- **Directions for this task**
Restate word for word the line with "What bounding box corresponds to the muddy" and all lines after it; please stop only at the end of the listing below.

- **Records provided**

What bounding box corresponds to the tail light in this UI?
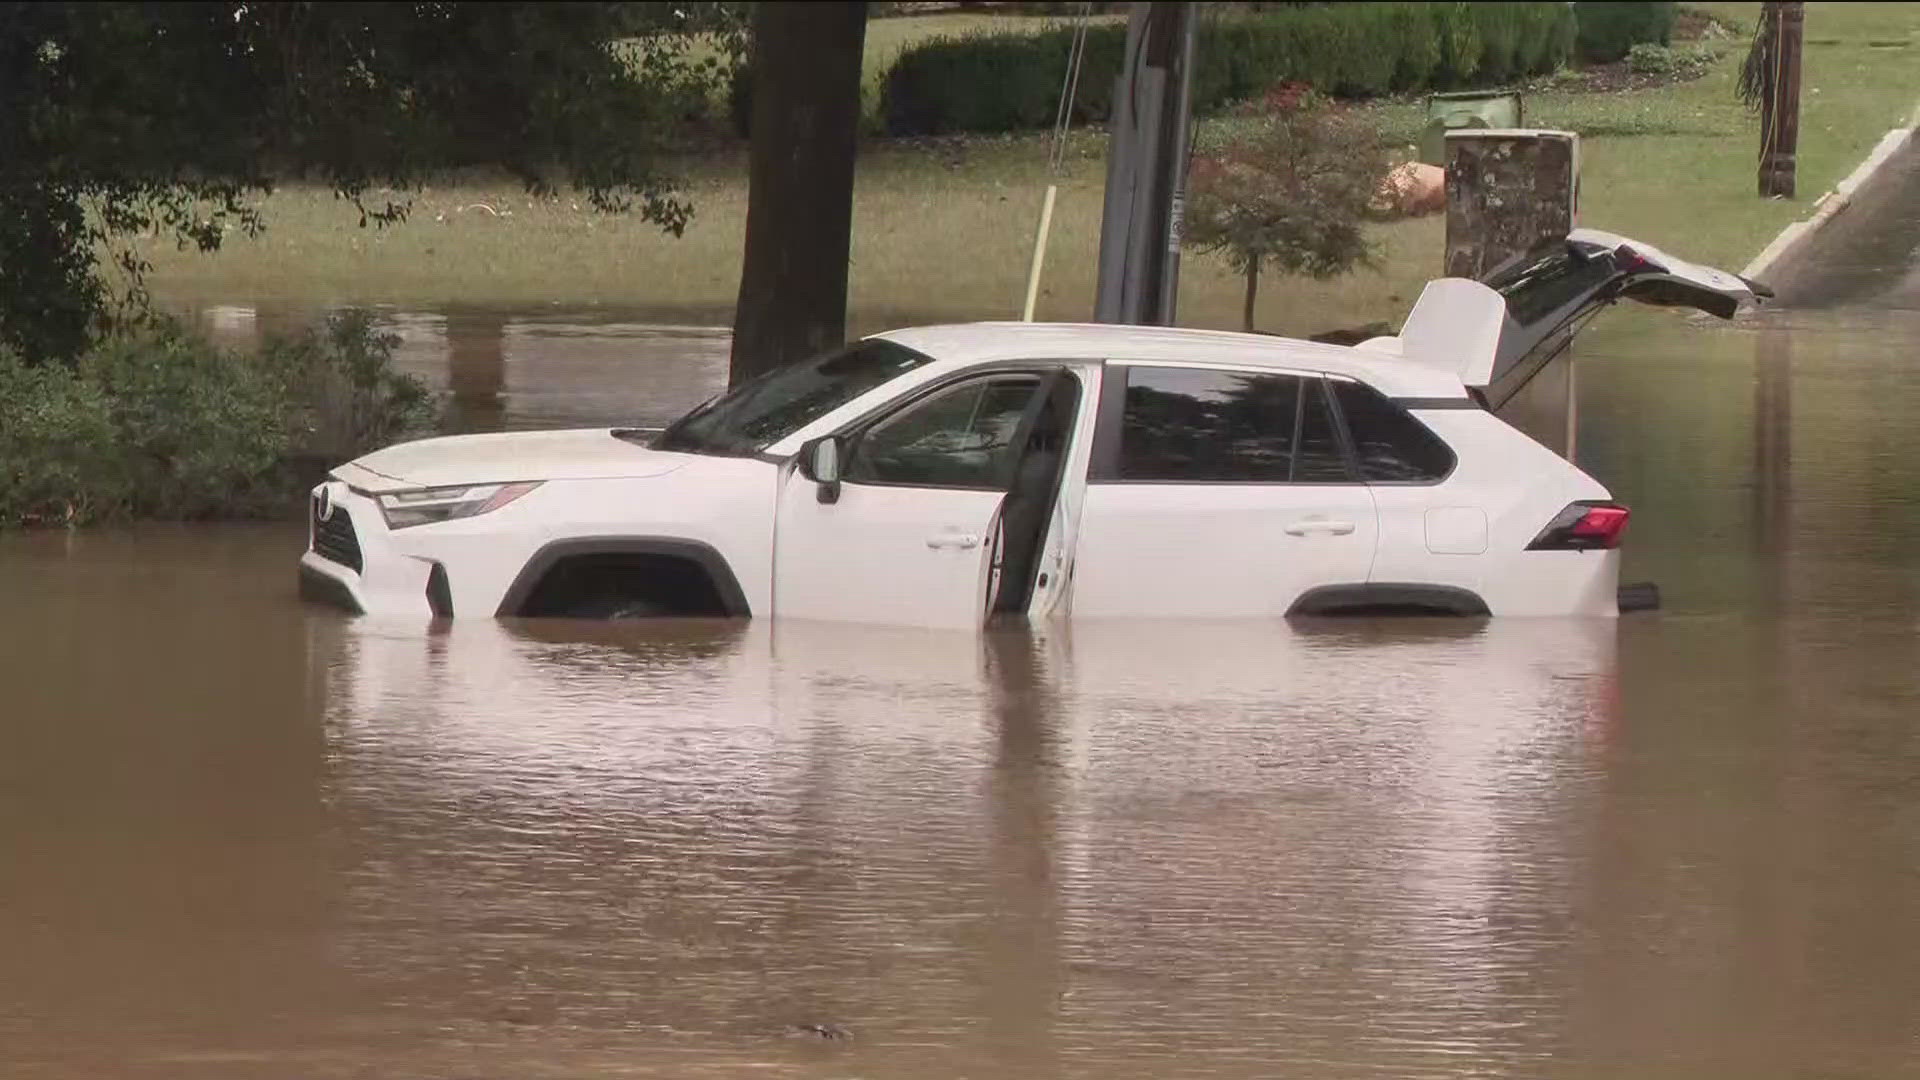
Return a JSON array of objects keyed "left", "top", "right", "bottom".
[
  {"left": 1613, "top": 244, "right": 1663, "bottom": 275},
  {"left": 1528, "top": 501, "right": 1630, "bottom": 551}
]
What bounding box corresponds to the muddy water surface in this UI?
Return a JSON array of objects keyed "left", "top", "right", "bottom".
[{"left": 7, "top": 155, "right": 1920, "bottom": 1078}]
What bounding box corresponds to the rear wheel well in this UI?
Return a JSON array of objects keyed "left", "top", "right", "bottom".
[
  {"left": 1289, "top": 584, "right": 1490, "bottom": 618},
  {"left": 499, "top": 541, "right": 748, "bottom": 618}
]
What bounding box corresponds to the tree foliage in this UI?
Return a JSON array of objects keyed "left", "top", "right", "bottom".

- **Response to the task**
What bounding box corresponds to the muddy water surface in this UI?
Return a JSON array of objects keyed "left", "top", "right", "bottom".
[{"left": 7, "top": 155, "right": 1920, "bottom": 1078}]
What bounding box corresponds to the rear wheel well in this UI?
Return a JSON array of objects keyed "left", "top", "right", "bottom".
[
  {"left": 1289, "top": 584, "right": 1490, "bottom": 618},
  {"left": 499, "top": 541, "right": 748, "bottom": 618}
]
What bounding box corresponds to the tree foliage in this UI?
Return a JSON array of objects keyed "left", "top", "right", "bottom".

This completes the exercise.